Source text >>
◆ ◆ ◆ ◆ ◆
President Donald Trump had not even begun his address on Saturday outlining a government-opening deal to extend DACA protection to the so-called “Dreamers” in exchange for $5.7 billion in wall funding before prominent Democrats rejected the deal. The brevity of the Saturday negotiations highlighted two facts: first, neither side really much cares whether the government remains closed; second, attempting trade-offs within the context of immigration is probably futile since the objectives of the two sides are diametrically opposed. One side winning implies the other side losing—that is, the immigration issue is a zero sum game.
Republicans do hold one bargaining chip, however, that the Democrats might want passionately enough to give the president the whole wall and a law on nationwide, mandatory E-Verify besides.
The name of that chip is Merrick Garland.
Battles over government shutdowns usually and primarily have been conducted in the realm of public relations: who gets the credit and who gets the blame? So, too, the initial focus of the current shutdown has been on the perception of responsibility; whose shutdown is it really?
The passion of each side in this immigration battle, however, and the long lead time until the next election have lessened the importance of getting marginally more or less of the blame for the shutdown itself; and the question lurking in the background has been about who, when the rubber meets the road, will will capitulate first?
It turns out, however, that there really is no rubber and there is no road.
It is probably not so surprising that the GOP and its adherents are unconcerned about 800,000 government workers sitting at home—keeps them out of mischief after all. But, perhaps because only a fraction of the government is shuttered, the Democrats are having a similarly difficult time getting their base to care. It seems that many Democrats are not going to be moved by the plight of some well-paid bureaucrats, even if most of them are Democrats. Indeed, there seems to be support among elite Democrats for the notion that if the furloughed workers are Democrats they should take glory in sacrificing themselves for the glorious cause of undoing the results of the 2016 election.
Which, of course, is what this is actually all about.
No rational analysis can really be advanced that walls of the type proposed by the president have no value in the actual, on-the-ground struggle to curtail illegal immigration. Pelosi’s poppycock claim that the wall is immoral has only gained traction with her liberal followers because of the angst they continue to suffer over Trump’s election. The wall is immoral because it got Trump elected and Trump’s supporters who are calling for the wall must themselves be immoral (read: racist).
Liberals are not even necessarily opposed to border security (though some of them are indeed for open borders). Opposition to the wall—or, as they unfailingly put it, Trump’s wall—is a profoundly irrational reaction to the pain-laden psychodrama of millions of Democrats whose individual lives have not contained enough vitality to save them from a self-destructive obsession.
Obviously this situation doesn’t leave Democrats with much negotiating flexibility.
◆ ◆ ◆ ◆ ◆
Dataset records
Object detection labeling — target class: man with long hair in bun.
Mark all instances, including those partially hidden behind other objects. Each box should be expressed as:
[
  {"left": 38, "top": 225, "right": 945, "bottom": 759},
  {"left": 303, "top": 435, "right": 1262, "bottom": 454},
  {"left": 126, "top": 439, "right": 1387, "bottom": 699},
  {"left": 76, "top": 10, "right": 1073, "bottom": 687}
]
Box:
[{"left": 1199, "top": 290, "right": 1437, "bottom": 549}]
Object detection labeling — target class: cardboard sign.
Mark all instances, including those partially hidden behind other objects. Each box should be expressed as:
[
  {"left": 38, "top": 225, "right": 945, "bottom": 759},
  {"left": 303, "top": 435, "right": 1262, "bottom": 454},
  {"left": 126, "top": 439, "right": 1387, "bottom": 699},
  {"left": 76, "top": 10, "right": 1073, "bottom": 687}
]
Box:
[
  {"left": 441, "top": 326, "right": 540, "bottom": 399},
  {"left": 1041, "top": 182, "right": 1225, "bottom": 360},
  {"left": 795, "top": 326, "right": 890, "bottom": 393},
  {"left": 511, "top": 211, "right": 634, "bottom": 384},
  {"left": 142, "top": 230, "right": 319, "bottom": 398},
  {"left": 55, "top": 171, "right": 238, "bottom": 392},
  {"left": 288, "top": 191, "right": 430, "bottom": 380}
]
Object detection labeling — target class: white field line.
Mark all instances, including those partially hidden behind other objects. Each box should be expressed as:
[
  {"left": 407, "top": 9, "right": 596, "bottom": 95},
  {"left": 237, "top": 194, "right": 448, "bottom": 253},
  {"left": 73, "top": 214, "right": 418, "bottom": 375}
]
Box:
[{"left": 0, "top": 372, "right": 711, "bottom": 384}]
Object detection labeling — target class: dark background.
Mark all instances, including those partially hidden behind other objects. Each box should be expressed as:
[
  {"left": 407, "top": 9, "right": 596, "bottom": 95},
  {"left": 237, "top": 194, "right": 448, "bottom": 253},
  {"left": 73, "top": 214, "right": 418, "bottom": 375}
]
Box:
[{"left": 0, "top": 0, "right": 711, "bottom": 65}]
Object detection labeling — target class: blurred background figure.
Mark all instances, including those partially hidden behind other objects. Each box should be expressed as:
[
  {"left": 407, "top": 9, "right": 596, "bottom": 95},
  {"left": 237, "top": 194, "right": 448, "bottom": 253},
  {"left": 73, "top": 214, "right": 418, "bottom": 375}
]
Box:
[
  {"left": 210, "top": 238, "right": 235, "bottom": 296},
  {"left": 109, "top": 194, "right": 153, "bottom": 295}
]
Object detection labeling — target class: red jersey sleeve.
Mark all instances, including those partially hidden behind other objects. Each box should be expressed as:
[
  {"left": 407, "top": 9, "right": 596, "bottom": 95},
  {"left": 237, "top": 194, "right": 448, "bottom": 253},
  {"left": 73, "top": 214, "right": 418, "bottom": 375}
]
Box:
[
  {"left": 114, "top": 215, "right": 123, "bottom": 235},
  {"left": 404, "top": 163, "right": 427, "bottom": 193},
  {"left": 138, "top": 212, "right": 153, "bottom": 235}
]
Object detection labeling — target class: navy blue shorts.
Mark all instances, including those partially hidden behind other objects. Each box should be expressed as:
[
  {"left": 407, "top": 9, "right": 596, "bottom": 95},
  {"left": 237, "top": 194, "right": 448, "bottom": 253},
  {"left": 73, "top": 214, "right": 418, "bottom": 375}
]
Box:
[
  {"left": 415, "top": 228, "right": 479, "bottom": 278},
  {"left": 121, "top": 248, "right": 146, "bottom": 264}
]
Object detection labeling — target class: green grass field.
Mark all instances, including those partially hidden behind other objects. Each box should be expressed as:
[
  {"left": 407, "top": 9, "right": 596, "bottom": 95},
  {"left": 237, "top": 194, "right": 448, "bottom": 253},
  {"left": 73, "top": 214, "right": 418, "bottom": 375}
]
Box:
◆ ◆ ◆ ◆ ◆
Complete the following >>
[a] In the commentary on the government shutdown, how much wall funding did the president's proposed deal ask for in exchange for extending DACA protection?
[b] Could you pick up the commentary on the government shutdown after its final sentence and continue it?

Responses >>
[a] $5.7 billion.

[b]
Therefore, to end the impasse, either Trump has to capitulate or else he has to find a glowing magical ruby that has as much visceral, neurotic appeal to the Democrat base as opposing the wall has.
Enter Ruth Bader Ginsburg.
Like so much of the dynamic operation of the Left in this past two years, the impetus to canonize “the notorious RBG” can be traced to the 2016 election. As the last Red Cross Knight standing in the way of a generational “Trump court,” Ginsburg’s ideological purity together with her cancer-fighting resilience and iron-woman workout have risen to mythical status. If Trump (the very Scourge of Women) ultimately replaces Ginsburg on the court with a pro-life, conservative, young woman like Amy Coney Barrett, stand by for tens of millions of the Sisters (and Brothers) of Ruth to set their hair on fire en masse.
The conclusion should be obvious.
Trump should offer to nominate and support Merrick Garland for Ginsburg’s seat on the court if and when she retires in exchange for support for his immigration policies.
Note, however, that this seat is a jewel for the Democrats of priceless value—meaning, it’s worth more than a piddling $5.7 billion. (It would be of great value to Republicans, too, as Democrats finally would shut up about the Supreme Court’s “stolen seat.”) If Trump gives Garland as a gift to the Left, he should insist on the whole, sea-to-shining-sea wall (or whatever is really necessary) and he should absolutely demand passage of a bill making E-Verify mandatory.
That last, enormously popular idea would do more to control illegal immigration than any physical barrier could ever do. Indeed, it would encourage illegal aliens to go home in many cases. And it would allow Trump to use the Democrats to help undermine the Chamber of Commerce Republicans who systematically oppose the priorities that won him election in 2016.
Political deals that cross the aisle rarely exceed the scope of the issue in contention. But the current stalemate has become a poured concrete barrier that calls for the kind of out-of-the-box negotiating style at which the builder Trump excels. A hostage exchange—Merrick Garland for the Forgotten People—will earn Trump re-election and a lasting legacy that could otherwise prove elusive.